## Exercise instructions
Print the listing that follows, character for character.

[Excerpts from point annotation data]

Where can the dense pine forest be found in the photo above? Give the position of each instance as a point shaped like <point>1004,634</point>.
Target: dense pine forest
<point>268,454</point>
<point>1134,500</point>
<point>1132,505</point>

## Output for this task
Where can the dense pine forest be found in the photo above? Give the position of each instance as a point shaped like <point>1004,634</point>.
Target: dense pine forest
<point>268,454</point>
<point>1134,500</point>
<point>1132,505</point>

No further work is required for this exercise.